*Exercise task*. Carry over the part of the records below that opens with the line containing "Note: spot the water" and closes with the line containing "<point>1465,477</point>", every line included, and add 62 to each coordinate in the answer points.

*Data extract*.
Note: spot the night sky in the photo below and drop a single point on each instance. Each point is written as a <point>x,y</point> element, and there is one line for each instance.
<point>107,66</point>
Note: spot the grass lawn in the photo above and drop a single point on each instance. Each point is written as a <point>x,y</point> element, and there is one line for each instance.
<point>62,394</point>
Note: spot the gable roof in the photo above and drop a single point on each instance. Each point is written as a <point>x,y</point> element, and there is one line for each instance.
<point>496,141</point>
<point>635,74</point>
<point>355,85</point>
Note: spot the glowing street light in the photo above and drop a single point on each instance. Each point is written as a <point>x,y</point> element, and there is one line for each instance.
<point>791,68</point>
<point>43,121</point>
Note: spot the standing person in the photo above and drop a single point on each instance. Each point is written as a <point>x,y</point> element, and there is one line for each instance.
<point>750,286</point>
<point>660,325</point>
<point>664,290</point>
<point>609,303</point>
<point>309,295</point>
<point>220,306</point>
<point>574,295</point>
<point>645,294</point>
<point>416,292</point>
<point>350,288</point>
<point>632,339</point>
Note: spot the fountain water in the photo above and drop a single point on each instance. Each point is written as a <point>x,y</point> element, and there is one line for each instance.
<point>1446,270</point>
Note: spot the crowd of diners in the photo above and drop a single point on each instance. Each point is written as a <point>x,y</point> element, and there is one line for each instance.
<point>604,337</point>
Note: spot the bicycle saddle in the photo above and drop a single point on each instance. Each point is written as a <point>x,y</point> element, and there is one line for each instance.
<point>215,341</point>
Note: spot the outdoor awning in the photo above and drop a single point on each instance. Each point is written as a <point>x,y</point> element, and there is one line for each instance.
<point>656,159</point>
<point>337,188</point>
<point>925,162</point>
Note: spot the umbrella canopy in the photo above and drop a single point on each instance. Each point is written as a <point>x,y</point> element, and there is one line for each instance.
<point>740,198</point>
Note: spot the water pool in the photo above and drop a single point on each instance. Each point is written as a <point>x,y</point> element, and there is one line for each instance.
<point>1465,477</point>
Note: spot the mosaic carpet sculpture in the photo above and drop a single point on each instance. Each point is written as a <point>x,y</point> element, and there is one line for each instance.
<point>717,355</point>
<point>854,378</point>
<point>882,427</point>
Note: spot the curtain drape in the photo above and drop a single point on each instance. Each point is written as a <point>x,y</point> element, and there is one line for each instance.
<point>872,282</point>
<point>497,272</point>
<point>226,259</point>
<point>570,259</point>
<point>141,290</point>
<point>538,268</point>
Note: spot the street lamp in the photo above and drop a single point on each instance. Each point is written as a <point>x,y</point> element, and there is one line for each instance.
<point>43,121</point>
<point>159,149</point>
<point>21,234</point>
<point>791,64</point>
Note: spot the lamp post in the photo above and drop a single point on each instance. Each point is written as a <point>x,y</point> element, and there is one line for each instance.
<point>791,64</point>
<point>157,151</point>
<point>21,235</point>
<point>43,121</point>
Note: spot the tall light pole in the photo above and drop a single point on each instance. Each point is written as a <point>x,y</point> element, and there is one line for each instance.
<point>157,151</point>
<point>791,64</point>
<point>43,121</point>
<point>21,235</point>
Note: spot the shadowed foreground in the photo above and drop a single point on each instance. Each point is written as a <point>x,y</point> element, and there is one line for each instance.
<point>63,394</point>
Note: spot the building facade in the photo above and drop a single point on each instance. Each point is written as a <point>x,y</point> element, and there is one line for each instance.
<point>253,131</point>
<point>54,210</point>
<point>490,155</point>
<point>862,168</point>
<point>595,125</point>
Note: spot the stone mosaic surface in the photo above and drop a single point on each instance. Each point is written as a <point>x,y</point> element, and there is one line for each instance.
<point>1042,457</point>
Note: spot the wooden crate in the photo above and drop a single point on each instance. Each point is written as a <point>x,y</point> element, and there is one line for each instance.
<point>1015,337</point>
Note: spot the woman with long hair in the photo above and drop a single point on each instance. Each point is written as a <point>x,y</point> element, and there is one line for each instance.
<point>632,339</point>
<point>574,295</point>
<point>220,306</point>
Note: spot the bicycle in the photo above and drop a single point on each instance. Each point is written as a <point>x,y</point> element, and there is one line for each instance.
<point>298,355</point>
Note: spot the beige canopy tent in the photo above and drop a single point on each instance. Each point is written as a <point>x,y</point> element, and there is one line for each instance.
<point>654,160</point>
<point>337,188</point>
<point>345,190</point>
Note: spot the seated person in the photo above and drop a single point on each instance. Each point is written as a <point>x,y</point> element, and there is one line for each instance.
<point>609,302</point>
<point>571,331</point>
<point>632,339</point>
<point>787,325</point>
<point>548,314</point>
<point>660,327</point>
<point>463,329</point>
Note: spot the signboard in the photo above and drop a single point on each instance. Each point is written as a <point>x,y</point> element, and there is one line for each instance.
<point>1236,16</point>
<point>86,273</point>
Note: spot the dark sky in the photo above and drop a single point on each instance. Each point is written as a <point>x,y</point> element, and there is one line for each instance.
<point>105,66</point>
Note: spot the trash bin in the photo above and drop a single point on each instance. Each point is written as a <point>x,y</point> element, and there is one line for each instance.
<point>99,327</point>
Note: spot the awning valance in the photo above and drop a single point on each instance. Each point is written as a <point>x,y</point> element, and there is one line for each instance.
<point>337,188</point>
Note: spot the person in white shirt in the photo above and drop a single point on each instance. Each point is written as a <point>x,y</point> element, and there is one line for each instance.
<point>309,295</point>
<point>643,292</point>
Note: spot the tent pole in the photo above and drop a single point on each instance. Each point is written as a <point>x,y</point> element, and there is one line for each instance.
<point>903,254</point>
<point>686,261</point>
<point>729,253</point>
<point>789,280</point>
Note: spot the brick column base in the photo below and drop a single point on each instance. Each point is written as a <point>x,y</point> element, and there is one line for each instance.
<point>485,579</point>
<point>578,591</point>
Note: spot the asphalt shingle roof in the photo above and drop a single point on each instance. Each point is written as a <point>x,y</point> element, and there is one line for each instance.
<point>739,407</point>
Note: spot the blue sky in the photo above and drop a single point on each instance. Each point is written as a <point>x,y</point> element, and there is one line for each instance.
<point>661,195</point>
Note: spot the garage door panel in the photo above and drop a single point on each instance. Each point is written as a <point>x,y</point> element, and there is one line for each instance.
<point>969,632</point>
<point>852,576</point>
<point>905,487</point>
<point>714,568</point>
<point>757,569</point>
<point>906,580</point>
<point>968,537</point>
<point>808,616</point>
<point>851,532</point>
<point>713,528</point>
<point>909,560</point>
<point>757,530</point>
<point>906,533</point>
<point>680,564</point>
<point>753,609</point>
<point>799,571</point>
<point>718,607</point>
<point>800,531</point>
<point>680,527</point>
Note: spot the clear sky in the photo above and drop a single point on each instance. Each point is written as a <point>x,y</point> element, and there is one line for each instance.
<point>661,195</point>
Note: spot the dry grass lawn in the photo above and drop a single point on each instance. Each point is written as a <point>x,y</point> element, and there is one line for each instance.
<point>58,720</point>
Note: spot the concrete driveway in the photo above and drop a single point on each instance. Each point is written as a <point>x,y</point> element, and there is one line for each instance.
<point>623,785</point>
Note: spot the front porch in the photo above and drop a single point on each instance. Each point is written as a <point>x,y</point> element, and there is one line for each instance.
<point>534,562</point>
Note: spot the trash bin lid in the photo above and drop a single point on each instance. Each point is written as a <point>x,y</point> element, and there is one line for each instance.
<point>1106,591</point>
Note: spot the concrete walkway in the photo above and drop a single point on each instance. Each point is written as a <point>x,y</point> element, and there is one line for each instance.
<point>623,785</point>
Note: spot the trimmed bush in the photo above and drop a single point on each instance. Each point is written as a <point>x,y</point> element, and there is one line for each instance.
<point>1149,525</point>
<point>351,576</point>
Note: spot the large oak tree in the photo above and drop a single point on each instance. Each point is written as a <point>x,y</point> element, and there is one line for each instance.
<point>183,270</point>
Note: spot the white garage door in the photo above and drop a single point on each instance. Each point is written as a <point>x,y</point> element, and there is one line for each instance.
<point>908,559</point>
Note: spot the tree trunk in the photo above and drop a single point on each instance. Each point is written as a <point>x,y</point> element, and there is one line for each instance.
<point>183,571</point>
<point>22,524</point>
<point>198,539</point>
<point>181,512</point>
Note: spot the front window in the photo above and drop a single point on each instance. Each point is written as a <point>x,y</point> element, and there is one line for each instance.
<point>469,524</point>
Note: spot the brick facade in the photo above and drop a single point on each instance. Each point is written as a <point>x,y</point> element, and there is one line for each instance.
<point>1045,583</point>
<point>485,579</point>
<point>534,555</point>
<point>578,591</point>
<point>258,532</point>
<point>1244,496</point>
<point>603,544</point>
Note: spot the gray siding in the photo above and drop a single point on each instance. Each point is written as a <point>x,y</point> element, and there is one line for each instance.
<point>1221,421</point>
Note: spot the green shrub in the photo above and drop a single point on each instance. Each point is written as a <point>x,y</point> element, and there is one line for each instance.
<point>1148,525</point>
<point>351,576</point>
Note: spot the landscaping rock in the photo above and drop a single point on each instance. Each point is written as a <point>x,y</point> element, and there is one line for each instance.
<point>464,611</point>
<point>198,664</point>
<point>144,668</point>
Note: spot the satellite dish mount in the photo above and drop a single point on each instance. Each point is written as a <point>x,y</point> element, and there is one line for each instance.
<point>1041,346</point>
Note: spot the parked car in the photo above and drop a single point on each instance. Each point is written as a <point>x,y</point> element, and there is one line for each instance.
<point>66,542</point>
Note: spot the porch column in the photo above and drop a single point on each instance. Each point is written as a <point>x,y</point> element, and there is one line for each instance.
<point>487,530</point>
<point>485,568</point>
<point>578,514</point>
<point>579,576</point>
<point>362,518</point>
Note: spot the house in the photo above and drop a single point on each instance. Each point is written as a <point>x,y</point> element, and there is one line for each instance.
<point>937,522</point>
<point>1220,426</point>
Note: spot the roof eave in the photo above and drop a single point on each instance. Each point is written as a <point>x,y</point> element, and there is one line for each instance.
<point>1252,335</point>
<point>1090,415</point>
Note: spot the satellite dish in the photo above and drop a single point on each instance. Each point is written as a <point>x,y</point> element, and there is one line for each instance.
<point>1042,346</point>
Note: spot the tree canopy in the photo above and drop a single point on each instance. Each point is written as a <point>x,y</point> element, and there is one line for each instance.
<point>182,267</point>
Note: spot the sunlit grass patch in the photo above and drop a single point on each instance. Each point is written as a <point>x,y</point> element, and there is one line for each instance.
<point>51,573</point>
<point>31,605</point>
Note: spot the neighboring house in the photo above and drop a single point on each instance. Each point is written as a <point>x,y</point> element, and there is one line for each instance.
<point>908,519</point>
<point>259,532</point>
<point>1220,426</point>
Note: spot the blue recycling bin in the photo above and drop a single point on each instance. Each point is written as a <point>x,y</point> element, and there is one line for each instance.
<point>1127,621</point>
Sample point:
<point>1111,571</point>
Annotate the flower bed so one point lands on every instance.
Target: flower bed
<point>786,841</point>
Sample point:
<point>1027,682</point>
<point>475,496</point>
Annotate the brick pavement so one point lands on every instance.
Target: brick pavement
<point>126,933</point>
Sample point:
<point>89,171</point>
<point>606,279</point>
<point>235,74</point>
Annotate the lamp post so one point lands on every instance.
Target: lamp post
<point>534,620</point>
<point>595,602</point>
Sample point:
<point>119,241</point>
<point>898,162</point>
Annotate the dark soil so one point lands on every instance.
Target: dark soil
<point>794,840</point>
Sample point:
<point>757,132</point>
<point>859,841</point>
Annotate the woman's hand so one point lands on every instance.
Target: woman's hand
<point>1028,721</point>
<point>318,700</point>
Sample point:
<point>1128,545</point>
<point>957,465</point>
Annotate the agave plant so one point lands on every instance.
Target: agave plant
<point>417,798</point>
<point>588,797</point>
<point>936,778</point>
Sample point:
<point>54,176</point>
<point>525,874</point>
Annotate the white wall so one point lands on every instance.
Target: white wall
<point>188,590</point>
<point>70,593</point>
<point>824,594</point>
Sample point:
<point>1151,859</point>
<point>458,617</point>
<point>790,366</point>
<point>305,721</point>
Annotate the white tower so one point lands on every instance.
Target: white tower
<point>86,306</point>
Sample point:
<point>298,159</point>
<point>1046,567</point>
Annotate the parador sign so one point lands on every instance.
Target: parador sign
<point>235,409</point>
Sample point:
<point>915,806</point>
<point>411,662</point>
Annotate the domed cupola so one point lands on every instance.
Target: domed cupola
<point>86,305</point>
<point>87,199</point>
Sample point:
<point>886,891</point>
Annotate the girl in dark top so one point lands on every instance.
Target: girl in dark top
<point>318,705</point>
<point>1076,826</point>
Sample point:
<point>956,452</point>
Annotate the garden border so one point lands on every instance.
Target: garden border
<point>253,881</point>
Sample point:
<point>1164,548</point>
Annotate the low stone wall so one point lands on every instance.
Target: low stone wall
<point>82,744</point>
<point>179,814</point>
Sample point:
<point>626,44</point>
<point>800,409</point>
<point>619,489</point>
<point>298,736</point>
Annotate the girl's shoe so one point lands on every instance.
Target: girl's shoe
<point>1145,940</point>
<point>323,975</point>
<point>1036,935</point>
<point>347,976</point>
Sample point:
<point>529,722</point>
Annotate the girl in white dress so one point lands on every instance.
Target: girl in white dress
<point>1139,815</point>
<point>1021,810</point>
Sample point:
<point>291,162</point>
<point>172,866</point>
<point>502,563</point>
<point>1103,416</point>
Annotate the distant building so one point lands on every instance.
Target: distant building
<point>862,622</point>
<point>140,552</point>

*Final result*.
Note: spot the water pool in the photo above and drop a single point on each instance. Each point is written as a <point>x,y</point> element, and there is one line for each instance.
<point>1527,539</point>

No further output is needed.